:: WORKING DATA ::
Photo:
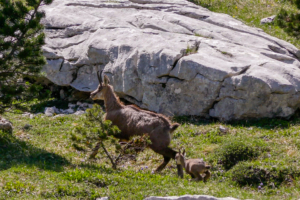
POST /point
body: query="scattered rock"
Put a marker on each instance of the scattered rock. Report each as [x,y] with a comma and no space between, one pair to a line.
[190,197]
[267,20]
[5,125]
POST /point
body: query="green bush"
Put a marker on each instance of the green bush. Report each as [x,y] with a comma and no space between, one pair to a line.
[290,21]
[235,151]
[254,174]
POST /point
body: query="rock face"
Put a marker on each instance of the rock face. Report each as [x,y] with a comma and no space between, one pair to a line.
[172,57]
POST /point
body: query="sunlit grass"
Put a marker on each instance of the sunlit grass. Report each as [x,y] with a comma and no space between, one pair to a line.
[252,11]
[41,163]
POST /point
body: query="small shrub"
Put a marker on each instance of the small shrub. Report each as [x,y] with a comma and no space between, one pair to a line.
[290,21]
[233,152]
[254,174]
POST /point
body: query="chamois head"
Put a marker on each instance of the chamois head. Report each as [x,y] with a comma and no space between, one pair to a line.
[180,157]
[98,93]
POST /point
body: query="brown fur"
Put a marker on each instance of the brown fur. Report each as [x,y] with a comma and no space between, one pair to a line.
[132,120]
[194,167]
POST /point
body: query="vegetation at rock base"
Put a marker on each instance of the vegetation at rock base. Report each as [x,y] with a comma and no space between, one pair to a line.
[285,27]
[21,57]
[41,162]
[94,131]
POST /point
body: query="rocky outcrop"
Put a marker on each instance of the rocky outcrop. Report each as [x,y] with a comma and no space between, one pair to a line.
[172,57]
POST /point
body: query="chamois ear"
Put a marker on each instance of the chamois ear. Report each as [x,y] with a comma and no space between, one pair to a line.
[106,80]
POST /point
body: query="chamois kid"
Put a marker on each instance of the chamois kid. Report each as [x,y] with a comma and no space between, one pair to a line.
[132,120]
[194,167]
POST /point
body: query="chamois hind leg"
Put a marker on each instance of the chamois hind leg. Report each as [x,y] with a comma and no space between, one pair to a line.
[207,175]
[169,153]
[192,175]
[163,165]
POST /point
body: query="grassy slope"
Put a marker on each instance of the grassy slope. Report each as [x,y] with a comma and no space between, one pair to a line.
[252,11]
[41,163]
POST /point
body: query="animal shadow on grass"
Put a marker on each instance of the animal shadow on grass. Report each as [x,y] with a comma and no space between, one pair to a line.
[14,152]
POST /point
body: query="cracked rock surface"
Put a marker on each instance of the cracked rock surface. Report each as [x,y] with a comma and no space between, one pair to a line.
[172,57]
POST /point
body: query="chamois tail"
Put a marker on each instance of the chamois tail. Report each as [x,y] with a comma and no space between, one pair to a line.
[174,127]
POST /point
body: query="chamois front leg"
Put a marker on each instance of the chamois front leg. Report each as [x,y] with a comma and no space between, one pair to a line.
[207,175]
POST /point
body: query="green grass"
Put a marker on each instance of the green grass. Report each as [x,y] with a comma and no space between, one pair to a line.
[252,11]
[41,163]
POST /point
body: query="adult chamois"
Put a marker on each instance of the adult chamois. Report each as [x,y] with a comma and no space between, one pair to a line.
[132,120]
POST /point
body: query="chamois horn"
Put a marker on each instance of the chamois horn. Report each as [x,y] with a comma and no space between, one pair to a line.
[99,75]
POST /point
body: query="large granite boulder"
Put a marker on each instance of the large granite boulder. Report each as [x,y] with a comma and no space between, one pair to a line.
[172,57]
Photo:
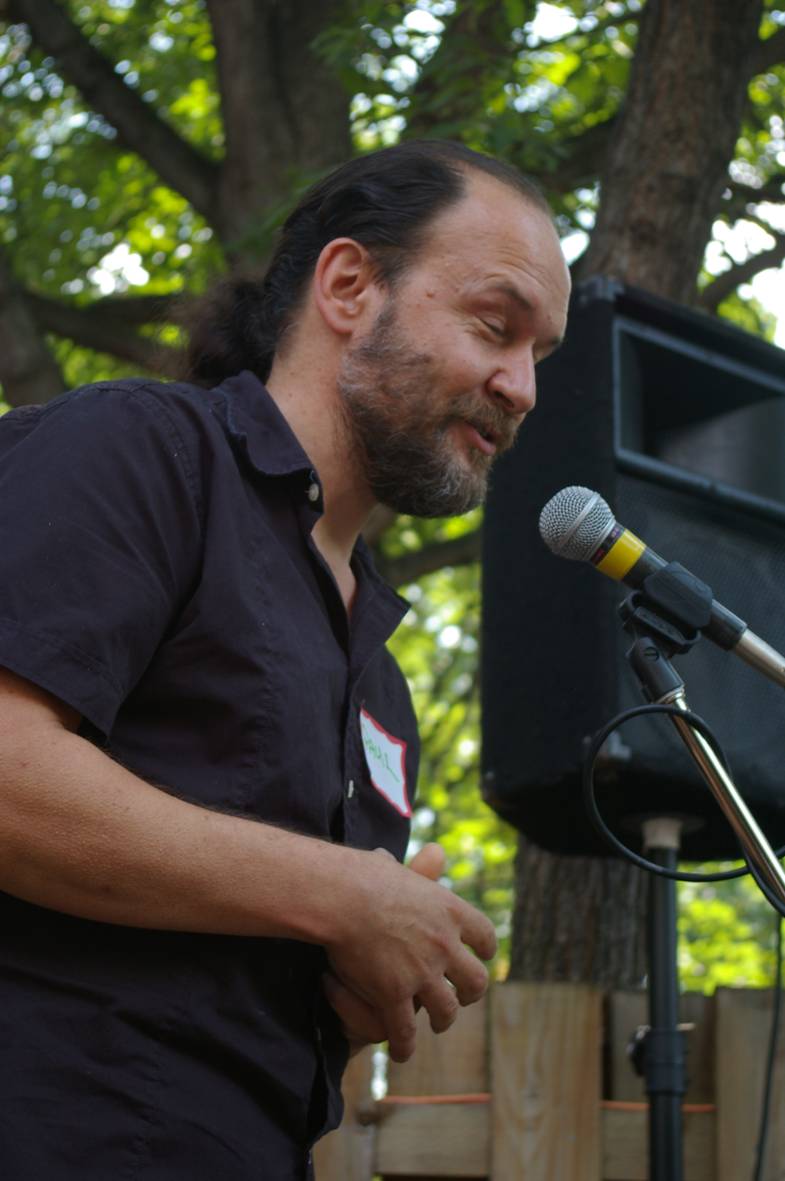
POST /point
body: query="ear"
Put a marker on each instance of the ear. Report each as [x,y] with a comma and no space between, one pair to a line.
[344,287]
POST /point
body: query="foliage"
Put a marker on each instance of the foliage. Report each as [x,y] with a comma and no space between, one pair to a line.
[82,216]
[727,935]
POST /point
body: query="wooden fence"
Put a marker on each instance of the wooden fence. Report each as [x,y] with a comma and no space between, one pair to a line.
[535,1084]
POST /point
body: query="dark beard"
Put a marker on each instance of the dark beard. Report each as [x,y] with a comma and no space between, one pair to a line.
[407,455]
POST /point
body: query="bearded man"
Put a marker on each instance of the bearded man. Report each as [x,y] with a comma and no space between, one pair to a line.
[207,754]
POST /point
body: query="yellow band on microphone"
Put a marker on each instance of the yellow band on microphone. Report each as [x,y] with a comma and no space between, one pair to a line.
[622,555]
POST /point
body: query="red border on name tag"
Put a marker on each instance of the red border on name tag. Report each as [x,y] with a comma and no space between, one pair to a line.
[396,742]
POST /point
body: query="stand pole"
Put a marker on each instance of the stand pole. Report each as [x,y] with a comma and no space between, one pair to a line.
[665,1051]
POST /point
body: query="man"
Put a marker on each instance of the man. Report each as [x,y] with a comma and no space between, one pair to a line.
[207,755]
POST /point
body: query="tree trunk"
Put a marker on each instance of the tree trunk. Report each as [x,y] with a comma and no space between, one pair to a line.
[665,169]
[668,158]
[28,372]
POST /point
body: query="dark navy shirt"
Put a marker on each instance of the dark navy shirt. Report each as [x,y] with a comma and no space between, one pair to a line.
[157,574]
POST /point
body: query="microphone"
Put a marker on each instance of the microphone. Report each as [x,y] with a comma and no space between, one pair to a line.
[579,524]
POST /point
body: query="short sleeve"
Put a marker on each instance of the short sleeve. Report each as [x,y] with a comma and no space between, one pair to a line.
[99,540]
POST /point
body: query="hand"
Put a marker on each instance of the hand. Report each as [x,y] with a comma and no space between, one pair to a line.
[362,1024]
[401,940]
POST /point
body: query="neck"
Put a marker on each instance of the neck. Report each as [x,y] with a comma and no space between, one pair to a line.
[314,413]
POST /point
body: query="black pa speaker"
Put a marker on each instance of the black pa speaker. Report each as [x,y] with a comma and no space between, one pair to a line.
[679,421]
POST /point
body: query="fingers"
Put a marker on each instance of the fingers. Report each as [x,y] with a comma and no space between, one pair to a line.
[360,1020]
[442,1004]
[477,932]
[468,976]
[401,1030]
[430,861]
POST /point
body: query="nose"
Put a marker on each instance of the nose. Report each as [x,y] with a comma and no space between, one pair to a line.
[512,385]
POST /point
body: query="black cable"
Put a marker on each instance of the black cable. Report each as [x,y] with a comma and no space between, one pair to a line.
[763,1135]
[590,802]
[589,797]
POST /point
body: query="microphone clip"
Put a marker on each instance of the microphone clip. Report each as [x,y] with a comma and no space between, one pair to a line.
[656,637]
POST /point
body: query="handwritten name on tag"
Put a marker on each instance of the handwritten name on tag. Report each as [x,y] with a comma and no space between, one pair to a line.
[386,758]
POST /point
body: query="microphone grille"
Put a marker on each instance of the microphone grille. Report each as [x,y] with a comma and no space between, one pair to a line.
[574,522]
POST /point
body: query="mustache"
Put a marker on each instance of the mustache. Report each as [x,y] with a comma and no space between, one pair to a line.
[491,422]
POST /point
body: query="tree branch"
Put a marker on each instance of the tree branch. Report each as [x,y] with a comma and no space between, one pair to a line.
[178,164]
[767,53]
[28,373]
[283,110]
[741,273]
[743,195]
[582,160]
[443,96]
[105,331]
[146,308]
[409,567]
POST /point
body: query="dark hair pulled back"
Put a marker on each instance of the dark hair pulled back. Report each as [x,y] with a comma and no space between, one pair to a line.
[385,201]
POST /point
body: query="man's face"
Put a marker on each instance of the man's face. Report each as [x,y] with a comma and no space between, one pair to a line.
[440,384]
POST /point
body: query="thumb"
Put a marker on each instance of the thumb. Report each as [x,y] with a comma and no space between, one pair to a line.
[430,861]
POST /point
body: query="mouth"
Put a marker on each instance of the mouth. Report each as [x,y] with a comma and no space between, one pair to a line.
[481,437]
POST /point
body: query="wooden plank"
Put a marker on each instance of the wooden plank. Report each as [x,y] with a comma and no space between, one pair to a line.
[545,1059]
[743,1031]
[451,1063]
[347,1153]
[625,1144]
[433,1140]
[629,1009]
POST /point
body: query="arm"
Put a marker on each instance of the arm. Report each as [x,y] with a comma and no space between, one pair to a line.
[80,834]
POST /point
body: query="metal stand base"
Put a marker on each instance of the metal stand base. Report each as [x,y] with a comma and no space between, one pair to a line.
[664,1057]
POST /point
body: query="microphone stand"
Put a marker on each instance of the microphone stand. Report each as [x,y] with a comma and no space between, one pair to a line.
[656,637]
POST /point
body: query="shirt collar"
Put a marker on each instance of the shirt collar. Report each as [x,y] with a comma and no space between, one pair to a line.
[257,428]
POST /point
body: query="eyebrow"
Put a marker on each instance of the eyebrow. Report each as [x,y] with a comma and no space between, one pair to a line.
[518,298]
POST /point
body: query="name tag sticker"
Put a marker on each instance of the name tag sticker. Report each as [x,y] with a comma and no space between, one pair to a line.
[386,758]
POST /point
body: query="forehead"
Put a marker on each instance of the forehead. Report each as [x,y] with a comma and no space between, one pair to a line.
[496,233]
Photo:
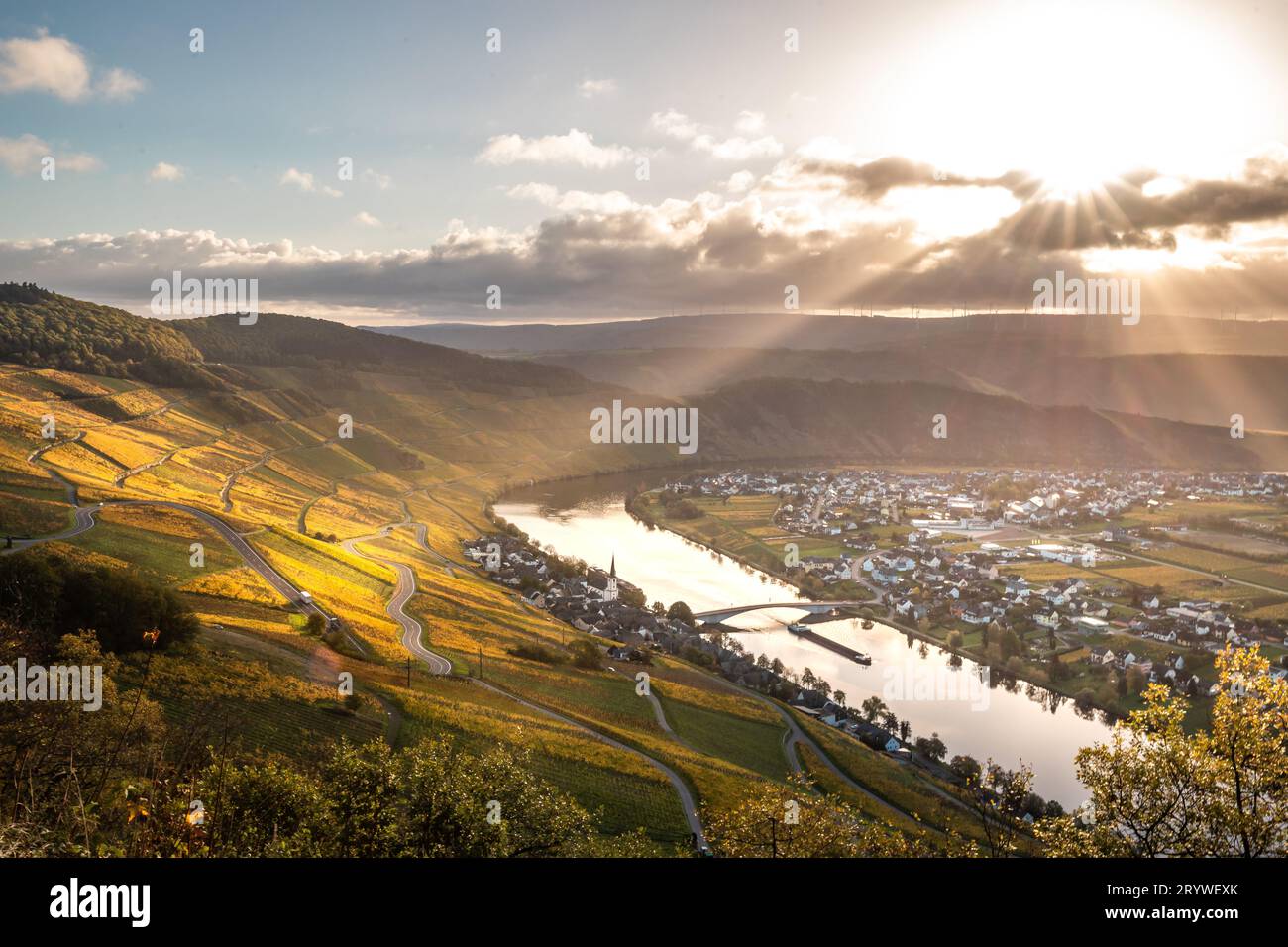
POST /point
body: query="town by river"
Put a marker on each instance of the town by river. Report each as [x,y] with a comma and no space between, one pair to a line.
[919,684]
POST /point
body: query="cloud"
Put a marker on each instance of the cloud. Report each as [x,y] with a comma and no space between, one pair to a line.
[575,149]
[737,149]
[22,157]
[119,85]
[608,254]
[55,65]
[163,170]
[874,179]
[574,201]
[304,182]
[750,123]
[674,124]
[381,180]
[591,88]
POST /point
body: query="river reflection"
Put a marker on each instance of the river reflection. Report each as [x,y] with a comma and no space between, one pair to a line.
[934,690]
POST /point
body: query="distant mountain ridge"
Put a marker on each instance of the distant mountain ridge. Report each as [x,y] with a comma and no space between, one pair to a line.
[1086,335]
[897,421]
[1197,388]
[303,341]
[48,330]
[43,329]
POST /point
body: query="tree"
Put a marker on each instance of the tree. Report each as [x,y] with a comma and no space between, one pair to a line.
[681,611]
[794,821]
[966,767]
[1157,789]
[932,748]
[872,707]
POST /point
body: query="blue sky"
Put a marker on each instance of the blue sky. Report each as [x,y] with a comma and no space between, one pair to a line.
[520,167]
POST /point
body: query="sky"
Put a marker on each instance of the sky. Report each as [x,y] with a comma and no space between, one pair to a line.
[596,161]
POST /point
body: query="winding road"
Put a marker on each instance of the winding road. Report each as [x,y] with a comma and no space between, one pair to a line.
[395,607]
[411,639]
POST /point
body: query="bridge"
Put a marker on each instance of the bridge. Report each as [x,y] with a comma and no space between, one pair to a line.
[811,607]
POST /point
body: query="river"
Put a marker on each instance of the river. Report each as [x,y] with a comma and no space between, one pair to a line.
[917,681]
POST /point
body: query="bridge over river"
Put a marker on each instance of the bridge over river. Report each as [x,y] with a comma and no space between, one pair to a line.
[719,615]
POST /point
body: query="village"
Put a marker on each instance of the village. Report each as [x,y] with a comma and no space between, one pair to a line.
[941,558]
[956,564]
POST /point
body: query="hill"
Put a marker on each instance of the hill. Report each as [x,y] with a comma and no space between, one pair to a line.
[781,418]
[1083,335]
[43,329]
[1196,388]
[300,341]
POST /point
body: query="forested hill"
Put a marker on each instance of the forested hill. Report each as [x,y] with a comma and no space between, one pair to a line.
:::
■ WHAT THE TASK ASKS: State how many lines of the rows above contain the word "vegetation". Give only the number.

■ EXERCISE ANSWER: 2